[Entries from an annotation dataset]
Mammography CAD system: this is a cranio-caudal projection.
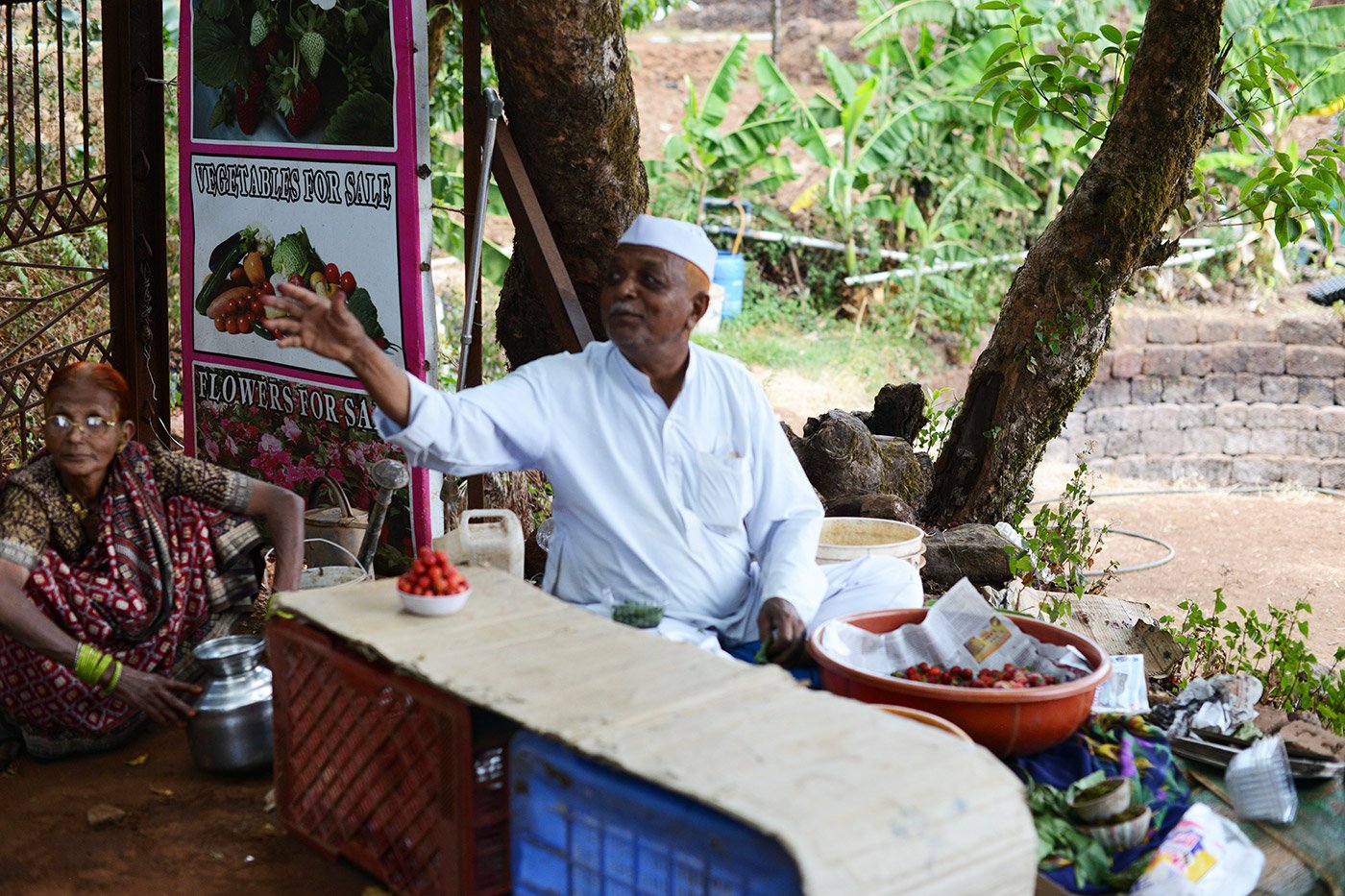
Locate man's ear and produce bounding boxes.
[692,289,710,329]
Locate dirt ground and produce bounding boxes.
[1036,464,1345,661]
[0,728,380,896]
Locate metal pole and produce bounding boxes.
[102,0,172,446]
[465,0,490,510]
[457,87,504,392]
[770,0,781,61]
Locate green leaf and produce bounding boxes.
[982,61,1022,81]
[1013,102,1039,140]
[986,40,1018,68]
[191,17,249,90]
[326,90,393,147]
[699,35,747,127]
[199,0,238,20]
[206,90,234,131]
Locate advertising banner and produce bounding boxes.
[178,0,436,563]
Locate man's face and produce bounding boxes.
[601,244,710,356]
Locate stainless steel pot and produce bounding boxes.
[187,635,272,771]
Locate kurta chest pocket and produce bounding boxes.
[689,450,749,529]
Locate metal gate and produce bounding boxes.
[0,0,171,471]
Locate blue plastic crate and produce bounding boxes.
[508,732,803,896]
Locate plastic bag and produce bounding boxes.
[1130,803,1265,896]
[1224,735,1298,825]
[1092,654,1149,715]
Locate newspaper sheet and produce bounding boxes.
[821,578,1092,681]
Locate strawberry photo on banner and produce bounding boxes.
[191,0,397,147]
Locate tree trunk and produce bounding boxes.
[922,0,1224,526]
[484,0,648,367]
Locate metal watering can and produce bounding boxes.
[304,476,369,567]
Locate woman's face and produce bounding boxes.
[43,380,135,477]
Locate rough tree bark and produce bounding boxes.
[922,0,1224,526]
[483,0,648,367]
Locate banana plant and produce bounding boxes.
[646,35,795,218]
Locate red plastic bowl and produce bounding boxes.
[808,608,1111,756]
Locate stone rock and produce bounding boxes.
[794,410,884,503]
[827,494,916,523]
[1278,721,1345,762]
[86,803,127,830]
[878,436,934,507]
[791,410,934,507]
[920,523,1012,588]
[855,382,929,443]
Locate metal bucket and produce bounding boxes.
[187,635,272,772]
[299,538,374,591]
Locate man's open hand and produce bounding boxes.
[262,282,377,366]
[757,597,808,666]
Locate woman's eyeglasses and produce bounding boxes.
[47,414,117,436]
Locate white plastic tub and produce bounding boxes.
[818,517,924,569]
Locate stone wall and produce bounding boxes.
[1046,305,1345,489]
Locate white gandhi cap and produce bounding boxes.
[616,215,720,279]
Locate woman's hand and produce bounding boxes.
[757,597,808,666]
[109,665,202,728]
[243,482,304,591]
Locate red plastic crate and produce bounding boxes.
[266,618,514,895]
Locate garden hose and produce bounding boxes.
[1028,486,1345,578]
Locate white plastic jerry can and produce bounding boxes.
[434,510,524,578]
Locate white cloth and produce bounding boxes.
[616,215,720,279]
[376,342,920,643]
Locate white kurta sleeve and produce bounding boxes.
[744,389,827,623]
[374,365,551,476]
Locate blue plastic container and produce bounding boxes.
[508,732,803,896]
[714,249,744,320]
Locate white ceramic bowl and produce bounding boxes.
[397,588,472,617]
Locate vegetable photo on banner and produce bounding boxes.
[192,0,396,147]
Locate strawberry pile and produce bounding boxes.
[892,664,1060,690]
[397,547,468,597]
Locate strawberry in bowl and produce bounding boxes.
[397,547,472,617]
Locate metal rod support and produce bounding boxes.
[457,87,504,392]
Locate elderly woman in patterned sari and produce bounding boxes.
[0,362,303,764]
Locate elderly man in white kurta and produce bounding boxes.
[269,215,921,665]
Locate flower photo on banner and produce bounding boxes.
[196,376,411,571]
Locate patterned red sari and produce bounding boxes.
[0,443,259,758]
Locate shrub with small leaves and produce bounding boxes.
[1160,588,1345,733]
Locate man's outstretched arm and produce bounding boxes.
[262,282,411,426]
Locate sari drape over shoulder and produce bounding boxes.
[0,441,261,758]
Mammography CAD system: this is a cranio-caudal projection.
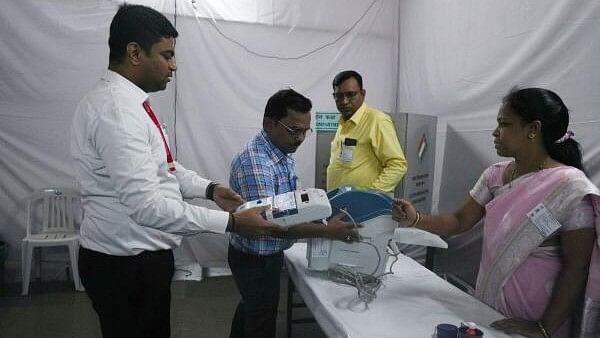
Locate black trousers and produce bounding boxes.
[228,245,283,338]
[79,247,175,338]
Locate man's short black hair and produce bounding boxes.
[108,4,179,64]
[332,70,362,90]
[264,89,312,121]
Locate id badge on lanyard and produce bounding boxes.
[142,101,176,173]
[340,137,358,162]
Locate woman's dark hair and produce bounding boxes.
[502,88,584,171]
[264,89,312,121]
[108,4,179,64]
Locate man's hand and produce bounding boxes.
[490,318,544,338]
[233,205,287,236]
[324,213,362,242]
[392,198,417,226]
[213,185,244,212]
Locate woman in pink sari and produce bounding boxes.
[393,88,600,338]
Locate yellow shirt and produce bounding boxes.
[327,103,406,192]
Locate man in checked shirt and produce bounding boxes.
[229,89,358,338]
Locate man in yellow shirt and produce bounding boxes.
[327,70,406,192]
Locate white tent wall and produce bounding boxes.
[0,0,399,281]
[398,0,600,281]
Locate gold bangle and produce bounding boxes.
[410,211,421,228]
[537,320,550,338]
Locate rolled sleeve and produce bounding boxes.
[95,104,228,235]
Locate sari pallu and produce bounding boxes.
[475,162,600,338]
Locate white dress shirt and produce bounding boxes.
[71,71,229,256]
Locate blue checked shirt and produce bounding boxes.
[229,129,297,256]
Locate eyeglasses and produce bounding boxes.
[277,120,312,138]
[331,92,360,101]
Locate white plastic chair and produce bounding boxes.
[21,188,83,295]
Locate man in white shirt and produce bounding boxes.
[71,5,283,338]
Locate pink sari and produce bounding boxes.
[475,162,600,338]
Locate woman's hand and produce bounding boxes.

● **Problem to work on**
Reproduce all of the lines above verbatim, omitting the pictures.

● **Answer to the problem**
Mammography CAD system: this is a cranio-caudal projection.
Locate man's ear and produce bounding boxes.
[692,289,710,329]
Locate dirt ground and produce bounding boxes.
[1036,464,1345,661]
[0,728,380,896]
Locate metal pole and produce bounding boxes.
[102,0,172,446]
[465,0,490,510]
[457,87,504,392]
[770,0,781,61]
Locate green leaf and produce bounding boxes.
[982,61,1022,81]
[1013,102,1039,140]
[986,40,1018,68]
[191,17,249,90]
[326,90,393,147]
[699,35,747,127]
[199,0,238,20]
[206,90,234,131]
Locate advertising banner and produce bounding boxes.
[178,0,436,563]
Locate man's face and produce bounding boxes.
[601,244,710,356]
Locate stainless steel pot and produce bounding boxes.
[187,635,272,771]
Locate kurta chest pocket and produce bounding boxes.
[689,450,749,529]
Locate metal gate and produce bounding boxes.
[0,0,171,471]
Locate blue plastic crate and produce bounding boxes.
[508,732,803,896]
Locate plastic bag and produce bounding boxes.
[1130,803,1265,896]
[1224,735,1298,825]
[1092,654,1149,715]
Locate newspaper sheet and produce bounding boxes.
[821,578,1092,681]
Locate strawberry photo on banner and produce bounding boxes.
[191,0,397,147]
Locate tree trunk and produce bounding boxes.
[922,0,1224,526]
[484,0,648,367]
Locate metal watering can and produce bounding boxes.
[304,476,369,567]
Locate woman's face and produce bounding boxes.
[43,380,135,477]
Locate rough tree bark and produce bounding boxes.
[922,0,1224,526]
[483,0,648,367]
Locate banana plant and produce bounding boxes.
[646,35,795,218]
Locate red plastic bowl and produce bounding boxes.
[808,608,1111,756]
Locate stone rock and produce bounding boxes.
[794,410,884,503]
[827,494,916,523]
[1278,721,1345,762]
[86,803,127,830]
[878,436,934,507]
[791,410,934,507]
[920,523,1012,588]
[855,382,929,443]
Locate metal bucket and produce bounding boxes.
[187,635,272,772]
[299,538,374,591]
Locate man's open hand and produce bounding boxes.
[262,282,377,366]
[757,597,808,666]
Locate woman's eyeglasses and produce bounding boxes.
[47,414,117,436]
Locate white plastic tub and produce bounding boxes.
[818,517,924,569]
Locate stone wall and produce bounding boxes.
[1046,305,1345,489]
Locate white gandhi cap and produce bounding boxes.
[616,215,720,279]
Locate woman's hand and produce bounding boxes.
[757,597,808,666]
[109,665,202,728]
[243,482,304,591]
Locate red plastic crate and produce bounding boxes.
[266,618,514,895]
Locate garden hose and produce bounding boxes.
[1028,486,1345,578]
Locate white plastic jerry can and produce bounding boxes.
[434,510,524,578]
Locate white cloth and produce bounding boxes.
[616,215,720,279]
[376,342,920,643]
Locate white kurta sleeve and produce bounding boxes.
[744,389,827,623]
[374,365,551,476]
Locate blue plastic container and produce bounding boxes.
[508,732,803,896]
[714,249,744,320]
Locate white ceramic bowl and produce bounding boxes.
[397,588,472,617]
Locate vegetable photo on banner and produce bounding boxes.
[192,0,396,147]
Locate strawberry pile and produce bounding boxes.
[892,664,1060,690]
[397,547,468,597]
Locate strawberry in bowl and produce bounding boxes.
[397,547,472,617]
Locate metal rod support and produce bounding boxes.
[457,87,504,392]
Locate elderly woman in patterned sari and produce bounding boxes.
[0,362,303,764]
Locate elderly man in white kurta and produce bounding boxes.
[269,215,921,665]
Locate flower photo on banner and produce bounding boxes.
[196,376,411,571]
Locate patterned red sari and produce bounding boxes.
[0,443,259,758]
Locate shrub with small leaves and produce bounding boxes.
[1160,588,1345,733]
Locate man's outstretched arm and produce bounding boxes.
[262,282,411,426]
Locate sari drape over shoulder and produce bounding boxes.
[0,441,261,758]
Mammography CAD system: this is a cranio-caudal projection.
Locate black trousers and produce bounding boxes.
[228,245,283,338]
[79,247,175,338]
Locate man's short black hair and produce bounding boxes.
[108,4,179,64]
[332,70,362,90]
[264,89,312,121]
Locate id badge on lanyard and produce bounding boxes.
[142,101,176,173]
[340,137,358,162]
Locate woman's dark hair and produce bounding boxes.
[502,88,584,171]
[264,89,312,121]
[108,4,179,64]
Locate man's hand and produce bounding boxes.
[490,318,544,338]
[233,205,287,236]
[324,213,362,242]
[392,198,417,226]
[213,185,244,212]
Locate woman in pink sari and produce bounding boxes.
[393,88,600,338]
Locate yellow shirt and produce bounding boxes.
[327,103,406,192]
Locate man in checked shirt and produce bounding boxes.
[229,89,358,338]
Locate man in yellow shirt and produce bounding boxes.
[327,70,406,192]
Locate white tent wall and produce bounding boxes.
[0,0,399,281]
[398,0,600,281]
Locate gold bangle and produce bounding boxes.
[410,211,421,228]
[537,320,550,338]
Locate rolled sleeve and produce bounding boxes.
[95,104,228,235]
Locate sari pallu and produce bounding boxes.
[475,162,600,338]
Locate white dress shirt and produce bounding boxes.
[71,71,229,256]
Locate blue checked shirt and produce bounding boxes.
[229,129,297,256]
Locate eyeglasses and produce bounding boxes.
[277,120,312,138]
[331,92,360,101]
Locate white plastic chair and produce bounding boxes.
[21,188,83,295]
Locate man in white shirt and produce bounding boxes.
[71,5,283,338]
Locate pink sari and produce bounding boxes.
[475,162,600,338]
Locate woman's hand and produce bounding boxes.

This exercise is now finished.